Task item
Each record in the listing below is to be duplicated exactly.

Data records
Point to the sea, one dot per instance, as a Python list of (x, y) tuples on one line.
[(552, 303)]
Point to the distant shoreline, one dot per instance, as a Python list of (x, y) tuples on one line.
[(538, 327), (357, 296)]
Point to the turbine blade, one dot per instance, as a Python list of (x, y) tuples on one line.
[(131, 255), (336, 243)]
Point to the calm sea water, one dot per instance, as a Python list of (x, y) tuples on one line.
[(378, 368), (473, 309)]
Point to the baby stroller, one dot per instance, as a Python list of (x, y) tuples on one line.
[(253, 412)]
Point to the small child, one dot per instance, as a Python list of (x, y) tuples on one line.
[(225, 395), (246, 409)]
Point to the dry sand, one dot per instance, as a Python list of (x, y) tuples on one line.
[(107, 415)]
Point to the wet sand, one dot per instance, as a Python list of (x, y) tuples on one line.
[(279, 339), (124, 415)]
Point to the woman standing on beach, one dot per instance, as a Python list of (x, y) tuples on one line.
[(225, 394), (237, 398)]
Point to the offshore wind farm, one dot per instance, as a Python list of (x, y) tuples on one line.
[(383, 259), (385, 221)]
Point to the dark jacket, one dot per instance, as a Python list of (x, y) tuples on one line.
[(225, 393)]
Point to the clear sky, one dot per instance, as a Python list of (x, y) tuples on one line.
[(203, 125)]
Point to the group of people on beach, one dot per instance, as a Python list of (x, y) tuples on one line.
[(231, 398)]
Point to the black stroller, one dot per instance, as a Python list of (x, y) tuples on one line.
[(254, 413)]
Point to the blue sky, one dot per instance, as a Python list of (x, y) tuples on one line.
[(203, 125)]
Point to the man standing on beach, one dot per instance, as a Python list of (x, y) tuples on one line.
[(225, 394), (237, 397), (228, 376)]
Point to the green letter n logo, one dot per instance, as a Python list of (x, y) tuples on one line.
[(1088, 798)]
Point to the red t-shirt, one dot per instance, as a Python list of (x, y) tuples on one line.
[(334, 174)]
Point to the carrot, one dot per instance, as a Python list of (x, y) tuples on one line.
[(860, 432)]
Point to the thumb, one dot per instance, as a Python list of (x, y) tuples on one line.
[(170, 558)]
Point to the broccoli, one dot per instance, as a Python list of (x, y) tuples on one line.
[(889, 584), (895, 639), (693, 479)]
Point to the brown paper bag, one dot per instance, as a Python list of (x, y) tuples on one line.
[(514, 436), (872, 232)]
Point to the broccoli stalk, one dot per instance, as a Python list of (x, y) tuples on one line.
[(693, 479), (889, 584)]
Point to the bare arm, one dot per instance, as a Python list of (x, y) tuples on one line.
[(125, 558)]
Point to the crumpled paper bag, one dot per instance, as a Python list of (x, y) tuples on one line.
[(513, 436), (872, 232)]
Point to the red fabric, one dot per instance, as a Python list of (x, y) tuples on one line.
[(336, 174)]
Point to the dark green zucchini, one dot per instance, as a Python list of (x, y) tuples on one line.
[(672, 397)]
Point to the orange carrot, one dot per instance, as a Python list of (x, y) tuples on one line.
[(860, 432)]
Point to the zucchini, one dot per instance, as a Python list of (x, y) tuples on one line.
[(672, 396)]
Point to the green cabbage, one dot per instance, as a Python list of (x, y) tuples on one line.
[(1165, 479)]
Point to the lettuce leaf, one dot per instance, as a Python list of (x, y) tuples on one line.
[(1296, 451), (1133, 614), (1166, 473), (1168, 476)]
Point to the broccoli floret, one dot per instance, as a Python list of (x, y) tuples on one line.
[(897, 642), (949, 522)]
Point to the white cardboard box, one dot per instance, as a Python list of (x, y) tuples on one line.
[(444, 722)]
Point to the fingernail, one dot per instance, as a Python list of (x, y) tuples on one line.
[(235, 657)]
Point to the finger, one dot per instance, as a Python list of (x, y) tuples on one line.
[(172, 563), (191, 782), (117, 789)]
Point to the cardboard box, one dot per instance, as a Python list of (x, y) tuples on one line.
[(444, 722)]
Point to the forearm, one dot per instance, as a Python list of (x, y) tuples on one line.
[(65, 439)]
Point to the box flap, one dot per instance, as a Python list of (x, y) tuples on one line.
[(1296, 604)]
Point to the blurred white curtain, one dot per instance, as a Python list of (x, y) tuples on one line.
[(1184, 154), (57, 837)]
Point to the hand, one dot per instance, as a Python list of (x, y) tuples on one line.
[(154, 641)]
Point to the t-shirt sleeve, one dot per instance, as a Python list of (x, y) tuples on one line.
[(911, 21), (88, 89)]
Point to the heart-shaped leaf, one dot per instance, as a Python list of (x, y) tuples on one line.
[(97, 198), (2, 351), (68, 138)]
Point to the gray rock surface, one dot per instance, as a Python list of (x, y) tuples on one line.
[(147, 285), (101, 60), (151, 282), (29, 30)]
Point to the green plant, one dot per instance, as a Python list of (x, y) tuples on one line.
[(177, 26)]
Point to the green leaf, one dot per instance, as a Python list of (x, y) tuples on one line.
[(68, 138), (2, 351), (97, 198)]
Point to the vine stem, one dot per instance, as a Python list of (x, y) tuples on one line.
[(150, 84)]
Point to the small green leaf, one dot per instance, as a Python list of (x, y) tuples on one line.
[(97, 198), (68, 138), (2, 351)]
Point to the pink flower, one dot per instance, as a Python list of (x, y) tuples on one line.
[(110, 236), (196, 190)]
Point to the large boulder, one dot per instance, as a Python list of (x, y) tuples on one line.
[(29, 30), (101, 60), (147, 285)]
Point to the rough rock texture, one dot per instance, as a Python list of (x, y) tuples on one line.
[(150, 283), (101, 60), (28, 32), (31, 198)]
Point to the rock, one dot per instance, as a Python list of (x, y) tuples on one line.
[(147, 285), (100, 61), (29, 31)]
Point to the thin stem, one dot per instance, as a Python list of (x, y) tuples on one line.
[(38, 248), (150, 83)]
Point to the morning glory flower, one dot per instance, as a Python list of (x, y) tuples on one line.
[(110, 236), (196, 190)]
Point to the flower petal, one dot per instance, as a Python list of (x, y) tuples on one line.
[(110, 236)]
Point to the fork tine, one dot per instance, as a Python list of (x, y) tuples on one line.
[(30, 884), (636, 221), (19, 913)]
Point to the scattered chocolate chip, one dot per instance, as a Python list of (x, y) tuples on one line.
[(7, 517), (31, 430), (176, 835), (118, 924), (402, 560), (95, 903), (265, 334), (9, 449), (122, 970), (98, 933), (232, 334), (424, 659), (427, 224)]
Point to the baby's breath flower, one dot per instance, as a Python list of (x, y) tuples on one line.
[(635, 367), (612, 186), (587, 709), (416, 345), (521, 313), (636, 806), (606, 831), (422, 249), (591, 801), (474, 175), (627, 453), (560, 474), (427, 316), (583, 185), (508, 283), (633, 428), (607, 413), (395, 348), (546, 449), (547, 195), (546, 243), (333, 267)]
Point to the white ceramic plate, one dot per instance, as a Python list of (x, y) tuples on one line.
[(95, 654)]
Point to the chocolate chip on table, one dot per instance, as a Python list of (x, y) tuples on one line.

Response to the exercise
Point to the sea, one dot per instance, as a Python list of (x, y) tuples on one line.
[(552, 303)]
Point to the distant shoreline, one dot per instance, as a Python list of (x, y) tuples on one line.
[(538, 327), (357, 296)]
Point to the turbine blade, one dot per instance, as a Python list of (x, y) tuples on one line.
[(131, 255), (336, 243)]
Point to the calm sea water, one dot per instance, as a Python list of (x, y) tuples on one line.
[(378, 368), (473, 309)]
Point to the baby stroller, one dot per instance, as a Python list of (x, y) tuples on one line.
[(253, 412)]
Point to the small child, one dot per instance, as a Python list of (x, y) tuples on one line.
[(225, 395), (246, 409)]
Point to the dry sand, one dot per instance, as a Python list of (x, y) tuples on one line.
[(107, 415)]
Point to the wet sand, one dot per instance, as a Python list of (x, y) tuples on one line.
[(279, 339), (124, 415)]
Point to the woman standing on beach, one dot per instance, as a Python list of (x, y) tuples on one line.
[(225, 394), (237, 398)]
Point to the offshore wind farm, one dot per instance, as a Python list of (x, y) tuples on one line.
[(383, 259), (385, 221)]
Point to the dark jacket, one dot per instance, as a Python list of (x, y) tuples on one line.
[(225, 393)]
Point to the clear sky, one dot per instance, as a Python list of (x, y) tuples on one line.
[(203, 125)]
Point to the group of people on beach, one dot per instance, as a Python list of (x, y) tuples on one line.
[(231, 398)]
Point to the black stroller, one dot per instance, as a Python list of (x, y) tuples on one line.
[(254, 413)]
Point to the blue sky, one dot per instance, as a Python list of (x, y) tuples on one line.
[(203, 125)]
Point to the man standing on beach, one dot per instance, as a Python list of (x, y) tuples on one line.
[(225, 394), (237, 397), (228, 376)]
Point to the green letter n logo, one dot per instance, as a Python list of (x, y) tuples on one line.
[(1088, 798)]
Point to the red t-shirt, one dot per instance, as a Python list of (x, y) tuples on one line.
[(334, 174)]
Point to the carrot, one dot per instance, as a Python list of (x, y) tuples on one line.
[(860, 432)]
Point to the thumb, one dot per instance, as a Python list of (x, y) tuples on one line.
[(170, 558)]
Point to the broccoli, one dot per instance, as a Python list of (x, y) tuples on one line.
[(889, 584), (895, 639), (693, 479)]
Point to the brown paper bag, one dot per instance, as a Python list of (x, y) tuples on one line.
[(514, 436), (872, 232)]
Point to the broccoli stalk, one dot per instance, as a Python list of (x, y) tuples on one line.
[(693, 479), (889, 584)]
Point to the bare arm, one dot per instance, as a Python list of (x, y) tuples on one line.
[(125, 558)]
Point to the crumpled paper bag, one dot per instance, as a Python list of (x, y) tuples on one line.
[(513, 436), (872, 232)]
Point to the red fabric, one dot per instance, as a Python list of (x, y) tuples on one line.
[(336, 174)]
Point to the dark green zucchini, one dot per instance, as a Python list of (x, y) tuples on one line.
[(672, 397)]
Point to the orange carrot, one dot per instance, as a Python list of (x, y) tuples on one line.
[(860, 432)]
Point to the zucchini, one dot per instance, as a Python list of (x, y) tuples on one line.
[(672, 396)]
Point to the green cabbage, one dot per instance, as a Python list of (x, y) tuples on one line.
[(1165, 479)]
Point to the lettuce leaf, one dot per instance, as a Python list of (x, y) tuples on one line.
[(1296, 451), (1133, 614), (1166, 473), (1168, 476)]
Point to the broccoli floret, one dot per instance, as a Python list of (x, y) tuples on one line.
[(897, 642), (949, 522)]
Point to the white cardboard box, one dot per instance, as a Python list of (x, y) tuples on one line.
[(444, 722)]
Point to the fingernail, one dot per instance, as a Python list of (x, y) tuples on one line.
[(235, 657)]
Point to the finger, one dot per instance, as a Python list of (x, y) tuples on one line.
[(172, 563), (191, 782), (117, 789)]
Point to the cardboard box, one dot per instance, as a Python list of (x, y) tuples on one line.
[(444, 722)]
Point to the forearm, one dot per instance, as a Python list of (x, y) tuples on one line.
[(65, 439)]
Point to the box flap, one dot per instance, as a Python list of (x, y) tuples on one line.
[(1296, 604)]
Point to the blurred white curtain, one dot per instance, as a Python list of (x, y) tuples on one line.
[(1184, 154), (57, 837)]
Point to the hand, one dot per instance, as a Python list of (x, y) tuples on one line.
[(154, 641)]
Point to the t-shirt sleeve, one dot per instance, as a Python list of (x, y) tuples on one line.
[(911, 21), (88, 89)]
Point to the heart-shaped leaf, one dot per instance, as a Python list of (x, y) tuples on one line.
[(97, 198), (2, 351), (68, 138)]
Point to the gray rock surface, one dot per instance, as a Python list of (x, y) tuples on one line.
[(147, 285), (101, 60), (151, 282), (29, 30)]
Point to the green plant, one dot per instance, as a Python list of (x, y) tuples on one line.
[(177, 26)]
Point to the green leaf, one dot per instance, as a Python list of (x, y) tuples on one line.
[(68, 138), (2, 351), (97, 198)]
Point to the vine stem, one dot per instance, as a Python list of (x, y) tuples on one line.
[(150, 84)]
Point to the small green leaf, one dot per instance, as a Python list of (x, y) tuples on one line.
[(97, 198), (68, 138), (2, 351)]
Point to the pink flower, one dot per instance, as a Python list of (x, y) tuples on one line.
[(110, 236), (196, 190)]
Point to the large boulder, one dot per instance, as a Python list of (x, y) tuples on one line.
[(29, 30), (101, 60), (147, 285)]
Point to the rough rock texture, one dot per instance, as a Python list of (x, y) tuples on one line.
[(150, 283), (101, 60), (28, 32), (31, 198)]
Point to the rock, one dot per instance, as a Python list of (x, y) tuples on one line.
[(147, 285), (100, 61), (29, 31)]
Point to the thin stem, one dot per instance, as a Python list of (x, y) tuples on one line.
[(38, 248), (150, 83)]
Point to the morning glory flower, one dot per instance, as a Python list of (x, y) tuples on one line.
[(110, 236), (196, 190)]
Point to the flower petal, one dot per instance, as a Python list of (x, y) tuples on one line.
[(110, 236)]
Point to the fork tine, one dot per instance, as a Python list of (x, y) tuples on one line.
[(30, 884), (636, 221), (19, 913)]
Point to the scattered chocolate chip, one dot per instance, as a Python list of (x, y) tuples on one line.
[(7, 517), (31, 430), (176, 835), (118, 924), (402, 560), (95, 903), (265, 334), (9, 449), (122, 970), (98, 933), (232, 334), (424, 659), (427, 224)]
Point to the baby's breath flower, one dot per instance, as a Python list of (x, y) tuples on one line.
[(635, 367), (612, 186), (587, 709), (416, 345), (521, 313), (636, 806), (606, 831), (422, 249), (591, 801), (474, 175), (627, 453), (560, 474), (427, 316), (583, 185), (508, 283), (633, 428), (607, 413), (395, 348), (546, 449), (547, 195), (546, 243), (333, 267)]
Point to the white ceramic plate, one dot per instance, as a Python list of (x, y) tuples on one line.
[(95, 654)]
Point to the chocolate chip on table, one dot per instance, as a Python list of (x, y) tuples on one line.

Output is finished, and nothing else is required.